[Dataset entries]
····················

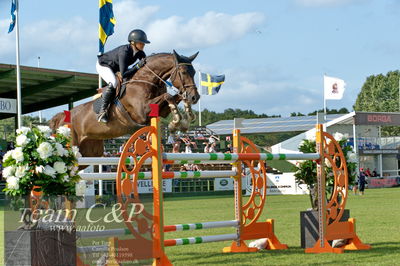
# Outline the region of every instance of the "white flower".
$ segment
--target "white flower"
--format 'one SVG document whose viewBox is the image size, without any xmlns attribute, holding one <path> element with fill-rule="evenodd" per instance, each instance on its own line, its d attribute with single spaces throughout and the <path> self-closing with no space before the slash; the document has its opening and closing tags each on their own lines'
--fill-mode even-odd
<svg viewBox="0 0 400 266">
<path fill-rule="evenodd" d="M 7 178 L 7 188 L 9 189 L 19 189 L 19 178 L 15 176 L 10 176 Z"/>
<path fill-rule="evenodd" d="M 21 147 L 17 147 L 12 152 L 12 157 L 17 161 L 17 163 L 22 162 L 24 160 L 24 153 L 22 152 Z"/>
<path fill-rule="evenodd" d="M 15 142 L 17 143 L 18 146 L 24 147 L 26 144 L 28 144 L 30 139 L 25 136 L 24 134 L 19 135 L 16 139 Z"/>
<path fill-rule="evenodd" d="M 65 166 L 64 162 L 55 162 L 53 167 L 60 174 L 64 174 L 67 171 L 67 166 Z"/>
<path fill-rule="evenodd" d="M 3 177 L 13 176 L 14 173 L 15 173 L 15 167 L 14 166 L 7 166 L 6 168 L 3 169 Z"/>
<path fill-rule="evenodd" d="M 13 153 L 13 150 L 6 152 L 6 154 L 4 154 L 4 156 L 3 156 L 3 162 L 7 161 L 8 158 L 12 157 L 12 153 Z"/>
<path fill-rule="evenodd" d="M 82 157 L 82 154 L 79 152 L 79 148 L 77 146 L 72 146 L 72 152 L 74 153 L 76 158 Z"/>
<path fill-rule="evenodd" d="M 354 152 L 348 152 L 347 153 L 347 157 L 349 158 L 348 162 L 350 162 L 350 163 L 356 163 L 357 162 L 357 155 Z"/>
<path fill-rule="evenodd" d="M 17 134 L 19 135 L 19 134 L 24 134 L 24 135 L 26 135 L 26 134 L 28 134 L 28 132 L 30 132 L 31 131 L 31 129 L 29 128 L 29 127 L 21 127 L 21 128 L 19 128 L 19 129 L 17 129 Z"/>
<path fill-rule="evenodd" d="M 53 147 L 48 142 L 42 142 L 39 145 L 39 148 L 36 149 L 40 155 L 40 158 L 43 160 L 47 159 L 49 156 L 53 154 Z"/>
<path fill-rule="evenodd" d="M 65 156 L 68 155 L 68 151 L 64 149 L 63 145 L 61 145 L 60 143 L 56 143 L 55 154 L 58 156 Z"/>
<path fill-rule="evenodd" d="M 43 165 L 37 165 L 37 166 L 35 167 L 35 172 L 36 172 L 37 174 L 43 173 L 43 171 L 44 171 L 44 166 L 43 166 Z"/>
<path fill-rule="evenodd" d="M 50 165 L 46 165 L 44 167 L 43 173 L 46 174 L 46 175 L 49 175 L 51 177 L 56 177 L 56 170 L 54 170 L 54 168 L 51 167 Z"/>
<path fill-rule="evenodd" d="M 69 176 L 68 175 L 64 175 L 63 176 L 63 180 L 64 180 L 64 182 L 69 182 Z"/>
<path fill-rule="evenodd" d="M 333 134 L 333 138 L 336 141 L 341 141 L 341 140 L 344 139 L 344 135 L 342 133 L 340 133 L 340 132 L 336 132 L 335 134 Z"/>
<path fill-rule="evenodd" d="M 46 137 L 50 137 L 51 135 L 51 128 L 48 126 L 38 126 L 37 127 L 40 132 L 42 132 Z"/>
<path fill-rule="evenodd" d="M 70 170 L 71 170 L 71 171 L 69 172 L 69 176 L 75 176 L 76 173 L 77 173 L 78 170 L 79 170 L 79 167 L 75 165 L 75 166 L 73 166 Z"/>
<path fill-rule="evenodd" d="M 66 136 L 66 137 L 69 137 L 70 134 L 71 134 L 71 130 L 70 130 L 68 127 L 62 126 L 62 127 L 59 127 L 59 128 L 57 129 L 57 133 L 58 133 L 58 134 L 61 134 L 61 135 L 64 135 L 64 136 Z"/>
<path fill-rule="evenodd" d="M 326 165 L 327 167 L 332 167 L 331 161 L 329 161 L 328 158 L 325 158 L 325 165 Z"/>
<path fill-rule="evenodd" d="M 17 169 L 15 170 L 15 176 L 18 178 L 24 177 L 28 169 L 29 169 L 28 165 L 17 166 Z"/>
</svg>

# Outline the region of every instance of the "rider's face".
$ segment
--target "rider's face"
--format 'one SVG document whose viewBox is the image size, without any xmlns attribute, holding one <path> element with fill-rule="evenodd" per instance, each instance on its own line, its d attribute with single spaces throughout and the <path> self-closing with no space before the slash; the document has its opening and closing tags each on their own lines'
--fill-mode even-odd
<svg viewBox="0 0 400 266">
<path fill-rule="evenodd" d="M 136 46 L 136 49 L 138 49 L 139 51 L 143 51 L 143 49 L 144 49 L 144 43 L 142 43 L 142 42 L 136 42 L 135 46 Z"/>
</svg>

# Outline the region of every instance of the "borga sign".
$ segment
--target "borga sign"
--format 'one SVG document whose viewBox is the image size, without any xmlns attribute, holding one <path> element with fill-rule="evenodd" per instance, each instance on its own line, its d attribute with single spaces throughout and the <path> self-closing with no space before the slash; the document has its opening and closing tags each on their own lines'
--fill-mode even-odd
<svg viewBox="0 0 400 266">
<path fill-rule="evenodd" d="M 0 98 L 0 113 L 17 113 L 17 100 Z"/>
</svg>

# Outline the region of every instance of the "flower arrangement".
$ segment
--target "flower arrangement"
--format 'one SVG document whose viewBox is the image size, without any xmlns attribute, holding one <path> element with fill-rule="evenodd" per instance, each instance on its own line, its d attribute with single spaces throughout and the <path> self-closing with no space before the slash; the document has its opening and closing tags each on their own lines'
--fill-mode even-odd
<svg viewBox="0 0 400 266">
<path fill-rule="evenodd" d="M 44 195 L 75 195 L 81 154 L 69 144 L 70 129 L 60 127 L 54 135 L 48 126 L 21 127 L 16 132 L 16 148 L 3 157 L 6 194 L 28 195 L 38 186 Z"/>
<path fill-rule="evenodd" d="M 343 154 L 346 158 L 347 163 L 347 172 L 349 176 L 349 184 L 352 184 L 357 175 L 357 156 L 353 152 L 353 148 L 347 145 L 347 135 L 343 135 L 341 133 L 336 132 L 333 134 L 334 139 L 339 143 L 342 148 Z M 315 153 L 316 152 L 316 142 L 315 137 L 310 137 L 309 139 L 304 139 L 299 145 L 299 151 L 303 153 Z M 326 176 L 326 185 L 327 185 L 327 193 L 331 192 L 333 188 L 333 172 L 332 165 L 329 160 L 325 159 L 325 176 Z M 306 184 L 308 189 L 310 190 L 310 201 L 311 206 L 314 210 L 318 208 L 318 199 L 317 199 L 317 163 L 315 161 L 307 160 L 298 163 L 295 166 L 295 174 L 296 181 L 299 184 Z"/>
</svg>

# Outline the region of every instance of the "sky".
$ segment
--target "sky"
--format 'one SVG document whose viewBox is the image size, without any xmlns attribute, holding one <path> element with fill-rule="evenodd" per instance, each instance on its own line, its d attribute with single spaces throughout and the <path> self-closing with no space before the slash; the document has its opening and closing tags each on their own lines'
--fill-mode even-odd
<svg viewBox="0 0 400 266">
<path fill-rule="evenodd" d="M 15 64 L 10 6 L 0 0 L 5 64 Z M 346 82 L 343 99 L 327 107 L 352 110 L 366 78 L 400 62 L 399 0 L 113 0 L 113 8 L 117 24 L 105 50 L 141 28 L 151 41 L 148 55 L 199 51 L 196 70 L 226 76 L 217 95 L 201 98 L 202 109 L 217 112 L 312 112 L 323 107 L 324 74 Z M 97 0 L 20 0 L 21 65 L 37 66 L 40 57 L 40 67 L 96 73 L 97 29 Z"/>
</svg>

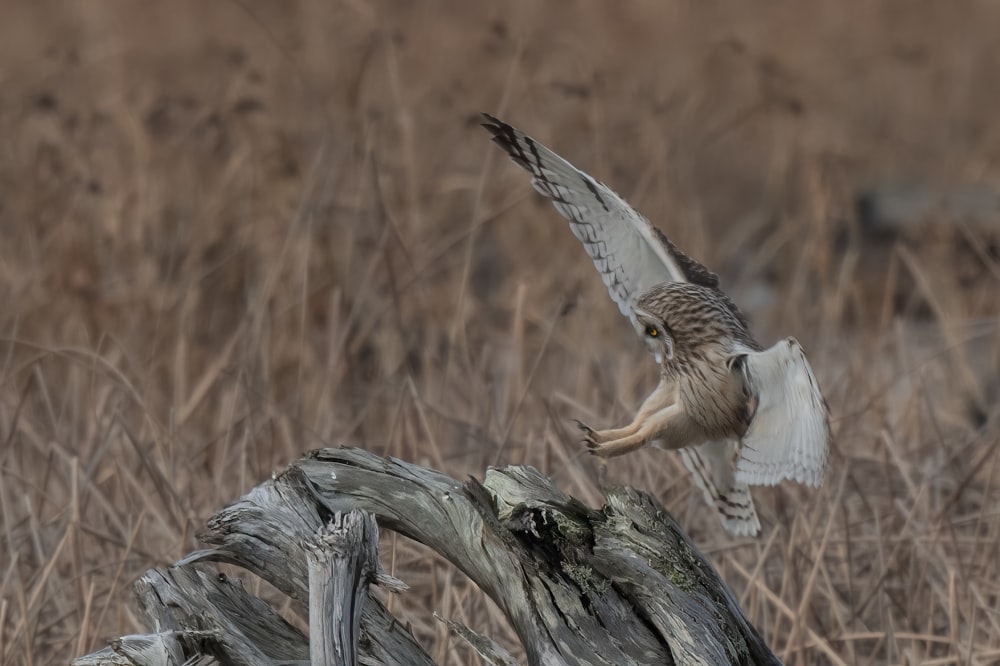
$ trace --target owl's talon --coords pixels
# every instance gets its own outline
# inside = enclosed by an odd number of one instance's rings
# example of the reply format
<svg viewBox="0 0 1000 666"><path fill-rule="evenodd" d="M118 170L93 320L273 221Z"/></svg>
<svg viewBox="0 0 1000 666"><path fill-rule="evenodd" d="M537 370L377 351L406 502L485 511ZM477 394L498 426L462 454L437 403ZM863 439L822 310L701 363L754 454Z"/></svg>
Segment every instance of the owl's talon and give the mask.
<svg viewBox="0 0 1000 666"><path fill-rule="evenodd" d="M580 443L587 447L587 451L593 453L595 449L601 446L600 442L594 436L596 433L579 421L577 421L577 425L580 426L580 430L583 430L583 440Z"/></svg>
<svg viewBox="0 0 1000 666"><path fill-rule="evenodd" d="M608 437L603 430L594 430L589 425L580 421L579 419L573 419L576 421L577 427L583 431L584 441L588 442L588 446L597 446L608 441Z"/></svg>
<svg viewBox="0 0 1000 666"><path fill-rule="evenodd" d="M608 447L605 446L604 444L600 444L591 439L588 439L586 441L586 444L587 444L587 453L589 453L590 455L597 456L599 458L608 457L609 455Z"/></svg>

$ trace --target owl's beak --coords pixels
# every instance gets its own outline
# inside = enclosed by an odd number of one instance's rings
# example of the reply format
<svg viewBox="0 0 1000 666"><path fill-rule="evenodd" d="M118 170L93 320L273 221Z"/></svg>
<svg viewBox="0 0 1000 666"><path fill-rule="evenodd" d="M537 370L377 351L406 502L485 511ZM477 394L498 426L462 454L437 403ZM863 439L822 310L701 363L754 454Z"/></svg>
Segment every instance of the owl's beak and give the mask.
<svg viewBox="0 0 1000 666"><path fill-rule="evenodd" d="M653 357L656 358L656 362L662 364L663 360L668 361L674 358L674 341L668 337L662 338L657 345L657 348L653 350Z"/></svg>

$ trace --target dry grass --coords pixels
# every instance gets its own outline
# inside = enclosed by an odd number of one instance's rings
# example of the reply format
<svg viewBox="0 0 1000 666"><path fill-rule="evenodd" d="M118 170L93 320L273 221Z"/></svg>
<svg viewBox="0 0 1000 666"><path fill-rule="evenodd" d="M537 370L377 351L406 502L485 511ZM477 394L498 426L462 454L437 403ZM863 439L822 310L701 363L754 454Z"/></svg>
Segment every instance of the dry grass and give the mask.
<svg viewBox="0 0 1000 666"><path fill-rule="evenodd" d="M938 220L872 243L859 187L995 181L1000 9L845 0L0 5L0 662L140 629L130 582L341 443L457 477L655 493L790 664L1000 660L1000 262ZM475 112L615 186L809 349L825 487L735 540L676 456L568 427L655 382ZM942 231L941 229L945 229ZM387 536L393 600L513 642ZM293 610L289 610L293 612Z"/></svg>

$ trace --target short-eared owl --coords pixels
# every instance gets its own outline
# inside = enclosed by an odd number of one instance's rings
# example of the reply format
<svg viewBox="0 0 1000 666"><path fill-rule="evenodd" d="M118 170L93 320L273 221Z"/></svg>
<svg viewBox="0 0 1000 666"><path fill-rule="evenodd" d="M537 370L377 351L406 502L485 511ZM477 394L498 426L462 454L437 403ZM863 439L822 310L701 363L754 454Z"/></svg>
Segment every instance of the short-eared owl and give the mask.
<svg viewBox="0 0 1000 666"><path fill-rule="evenodd" d="M680 449L729 531L757 534L750 485L784 479L818 486L829 414L802 348L763 349L719 278L681 252L609 187L492 116L483 126L569 220L611 298L660 364L660 383L631 423L584 424L599 456L653 444Z"/></svg>

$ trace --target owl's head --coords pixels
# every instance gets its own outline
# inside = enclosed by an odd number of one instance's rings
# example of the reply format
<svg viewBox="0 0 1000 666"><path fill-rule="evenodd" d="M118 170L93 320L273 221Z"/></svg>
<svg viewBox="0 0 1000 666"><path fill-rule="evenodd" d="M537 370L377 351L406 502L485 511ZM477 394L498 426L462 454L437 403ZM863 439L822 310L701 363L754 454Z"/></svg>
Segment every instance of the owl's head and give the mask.
<svg viewBox="0 0 1000 666"><path fill-rule="evenodd" d="M687 282L646 290L633 307L636 332L664 363L706 346L750 341L743 322L721 292Z"/></svg>

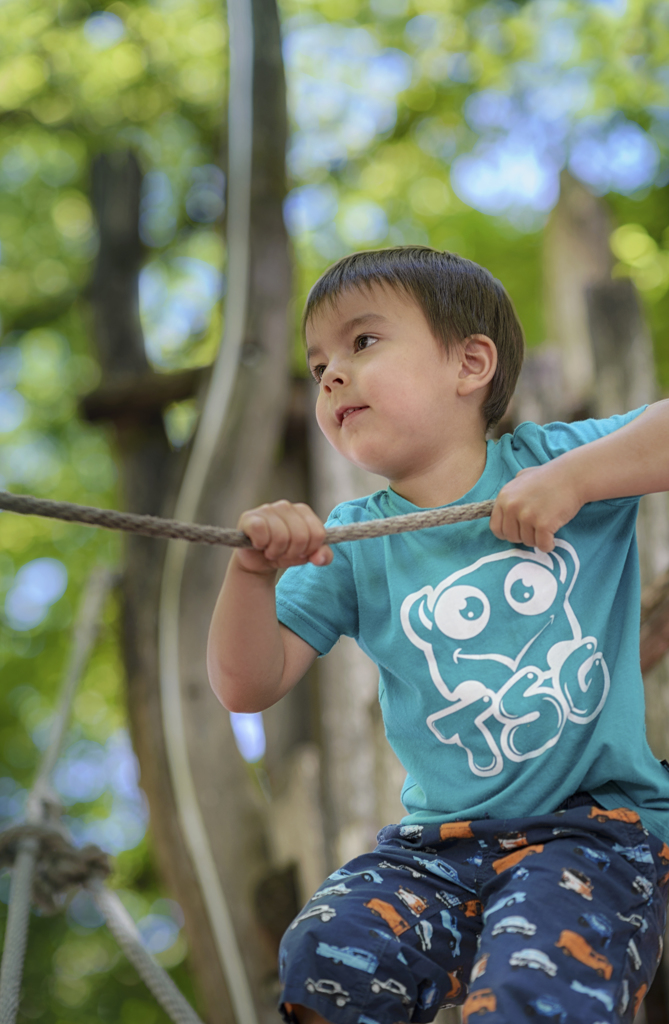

····················

__Task statement__
Wherever a line contains the string "face", copy that line from the data.

__Exercise solution__
# Outline the region of every instance of the "rider's face".
--target "rider's face"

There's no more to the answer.